Problem to solve: Write out again every line from the one containing "Ground the broken" through the one containing "xmin=186 ymin=14 xmax=250 ymax=26", adding 85 to each box coordinate in the answers and keeping all other text unchanged.

Listed entries:
>> start

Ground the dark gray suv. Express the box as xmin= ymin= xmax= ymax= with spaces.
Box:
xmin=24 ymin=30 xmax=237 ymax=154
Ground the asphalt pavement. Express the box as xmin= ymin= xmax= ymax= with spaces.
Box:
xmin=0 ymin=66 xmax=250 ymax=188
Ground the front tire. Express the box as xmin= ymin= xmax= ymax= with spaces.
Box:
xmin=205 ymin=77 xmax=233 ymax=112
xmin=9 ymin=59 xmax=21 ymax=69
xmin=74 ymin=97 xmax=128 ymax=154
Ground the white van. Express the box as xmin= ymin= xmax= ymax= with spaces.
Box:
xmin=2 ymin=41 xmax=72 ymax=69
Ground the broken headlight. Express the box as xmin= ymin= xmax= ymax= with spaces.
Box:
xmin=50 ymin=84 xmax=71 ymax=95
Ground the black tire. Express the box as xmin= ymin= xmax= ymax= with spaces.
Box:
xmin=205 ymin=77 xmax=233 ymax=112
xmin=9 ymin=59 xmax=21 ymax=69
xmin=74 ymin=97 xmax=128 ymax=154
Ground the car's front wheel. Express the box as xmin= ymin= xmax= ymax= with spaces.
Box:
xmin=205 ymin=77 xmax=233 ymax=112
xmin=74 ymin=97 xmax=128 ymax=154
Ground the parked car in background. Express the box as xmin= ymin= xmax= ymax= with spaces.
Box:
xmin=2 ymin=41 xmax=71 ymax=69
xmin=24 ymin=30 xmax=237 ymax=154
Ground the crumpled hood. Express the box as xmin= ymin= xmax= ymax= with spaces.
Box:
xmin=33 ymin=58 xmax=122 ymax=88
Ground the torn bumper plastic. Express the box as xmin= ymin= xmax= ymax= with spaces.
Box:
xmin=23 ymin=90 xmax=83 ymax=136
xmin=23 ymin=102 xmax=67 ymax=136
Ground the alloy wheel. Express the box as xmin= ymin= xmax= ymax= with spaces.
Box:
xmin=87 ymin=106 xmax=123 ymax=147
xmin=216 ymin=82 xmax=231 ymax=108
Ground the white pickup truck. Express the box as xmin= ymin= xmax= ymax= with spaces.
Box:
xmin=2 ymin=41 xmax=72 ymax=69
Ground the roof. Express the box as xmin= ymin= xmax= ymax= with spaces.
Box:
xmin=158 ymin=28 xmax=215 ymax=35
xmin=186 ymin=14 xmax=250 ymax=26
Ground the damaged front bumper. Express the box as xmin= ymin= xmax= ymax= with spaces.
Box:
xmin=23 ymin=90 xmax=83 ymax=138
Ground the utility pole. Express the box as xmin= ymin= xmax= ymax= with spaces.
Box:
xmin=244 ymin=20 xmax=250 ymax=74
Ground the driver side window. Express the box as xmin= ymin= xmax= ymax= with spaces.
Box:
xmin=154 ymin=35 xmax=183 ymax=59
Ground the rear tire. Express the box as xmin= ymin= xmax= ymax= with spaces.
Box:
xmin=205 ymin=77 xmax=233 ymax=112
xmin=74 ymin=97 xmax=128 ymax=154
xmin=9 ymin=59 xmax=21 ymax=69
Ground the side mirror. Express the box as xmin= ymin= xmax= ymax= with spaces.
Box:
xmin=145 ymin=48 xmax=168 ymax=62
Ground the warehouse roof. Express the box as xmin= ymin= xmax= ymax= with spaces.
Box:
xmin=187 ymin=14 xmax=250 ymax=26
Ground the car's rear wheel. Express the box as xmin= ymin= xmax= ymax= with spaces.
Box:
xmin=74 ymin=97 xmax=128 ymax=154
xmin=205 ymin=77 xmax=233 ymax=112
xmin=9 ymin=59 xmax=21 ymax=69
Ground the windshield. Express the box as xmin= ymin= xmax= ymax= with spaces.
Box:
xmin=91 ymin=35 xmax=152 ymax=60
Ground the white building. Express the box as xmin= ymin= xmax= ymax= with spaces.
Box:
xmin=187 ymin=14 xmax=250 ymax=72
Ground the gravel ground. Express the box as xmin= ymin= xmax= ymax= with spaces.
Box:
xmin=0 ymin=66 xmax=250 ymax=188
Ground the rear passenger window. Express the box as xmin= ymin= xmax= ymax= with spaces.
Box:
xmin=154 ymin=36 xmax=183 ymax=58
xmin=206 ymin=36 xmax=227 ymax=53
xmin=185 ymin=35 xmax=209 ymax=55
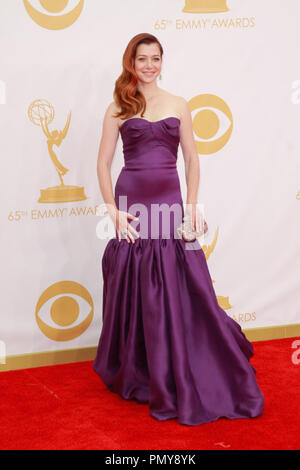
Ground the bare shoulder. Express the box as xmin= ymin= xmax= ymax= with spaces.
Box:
xmin=104 ymin=101 xmax=120 ymax=128
xmin=157 ymin=89 xmax=188 ymax=119
xmin=176 ymin=96 xmax=190 ymax=118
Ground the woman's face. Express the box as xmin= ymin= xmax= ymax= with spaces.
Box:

>> end

Worked answer:
Ground the broken headlight. Express the box as xmin= ymin= xmax= ymax= with spaces.
Box:
xmin=135 ymin=169 xmax=156 ymax=180
Ground the black tire. Express the box as xmin= ymin= xmax= ymax= with spaces.
Box:
xmin=290 ymin=162 xmax=318 ymax=197
xmin=94 ymin=144 xmax=106 ymax=154
xmin=159 ymin=182 xmax=213 ymax=239
Ground the car's front wheel. Express the box as xmin= ymin= xmax= ymax= with spaces.
Box:
xmin=290 ymin=162 xmax=318 ymax=197
xmin=159 ymin=182 xmax=213 ymax=239
Ground the parked car in background. Express the box as xmin= ymin= xmax= ymax= with spaces.
Box:
xmin=87 ymin=126 xmax=156 ymax=154
xmin=109 ymin=115 xmax=322 ymax=239
Ground the crumpled hood. Express the box as xmin= ymin= xmax= ymax= with spaces.
Box:
xmin=118 ymin=143 xmax=207 ymax=173
Ground the torn bumper plastic. Express the box as xmin= ymin= xmax= ymax= with spaces.
Box:
xmin=108 ymin=175 xmax=168 ymax=221
xmin=108 ymin=187 xmax=152 ymax=221
Ground the alloy wheel. Express the box as xmin= ymin= xmax= ymax= with spaces.
Box:
xmin=172 ymin=191 xmax=208 ymax=232
xmin=301 ymin=167 xmax=316 ymax=193
Ground the white pickup truck. Express the box as xmin= ymin= xmax= ymax= with spaces.
Box:
xmin=87 ymin=126 xmax=157 ymax=154
Ground the roof. Express the box as xmin= ymin= xmax= ymax= with spaces.
Box:
xmin=243 ymin=113 xmax=300 ymax=120
xmin=271 ymin=99 xmax=335 ymax=111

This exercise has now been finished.